→ WHAT NEEDS TO BE DONE: Word for word, transcribe the material below from its first line to the line with "[Batch spec] Target class: dry", both included.

-=-=-=-=-

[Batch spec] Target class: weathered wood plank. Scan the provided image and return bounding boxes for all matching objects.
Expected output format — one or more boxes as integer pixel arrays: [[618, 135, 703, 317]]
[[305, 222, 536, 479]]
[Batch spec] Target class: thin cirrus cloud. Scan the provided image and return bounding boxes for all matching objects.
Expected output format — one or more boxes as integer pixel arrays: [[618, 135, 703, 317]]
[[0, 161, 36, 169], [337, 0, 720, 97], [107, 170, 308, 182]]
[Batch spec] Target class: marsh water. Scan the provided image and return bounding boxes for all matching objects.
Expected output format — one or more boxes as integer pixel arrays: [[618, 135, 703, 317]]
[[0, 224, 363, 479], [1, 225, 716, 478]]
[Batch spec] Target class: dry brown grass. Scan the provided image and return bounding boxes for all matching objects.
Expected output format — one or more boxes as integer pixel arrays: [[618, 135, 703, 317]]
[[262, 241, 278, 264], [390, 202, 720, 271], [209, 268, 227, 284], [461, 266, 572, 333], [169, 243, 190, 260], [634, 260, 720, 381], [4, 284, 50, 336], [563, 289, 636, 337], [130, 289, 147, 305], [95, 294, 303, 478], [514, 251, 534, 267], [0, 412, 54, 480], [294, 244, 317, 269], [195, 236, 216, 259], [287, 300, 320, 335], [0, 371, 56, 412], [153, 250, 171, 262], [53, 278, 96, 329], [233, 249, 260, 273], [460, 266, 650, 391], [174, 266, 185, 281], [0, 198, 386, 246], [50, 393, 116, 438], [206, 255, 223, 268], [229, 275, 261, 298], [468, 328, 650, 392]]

-=-=-=-=-

→ THE COMPLETED TASK:
[Batch spec] Target class: weathered wood plank. Scan the provided image and return bounding boxes for all matching objects.
Expected output format — one or more boxes as integer pixel arrays: [[618, 135, 703, 317]]
[[305, 222, 536, 479]]
[Batch spec] Target class: thin cirrus cloud. Scan the provided image and return bounding boxes for all matching objects.
Expected output format — one or more boxes as integer pixel arrays: [[618, 135, 703, 317]]
[[0, 161, 36, 169], [337, 0, 720, 97], [107, 170, 308, 182]]
[Batch spec] Target class: marsh water. Scan the provided image and return bounding boxes for all matching objects.
Expected output format — one or more boxes as integer pixel arrays: [[618, 135, 703, 317]]
[[0, 224, 363, 479], [1, 225, 716, 478]]
[Batch spec] Target class: dry brown grass. Scan the provided image and return bounding boxes for all matching objects.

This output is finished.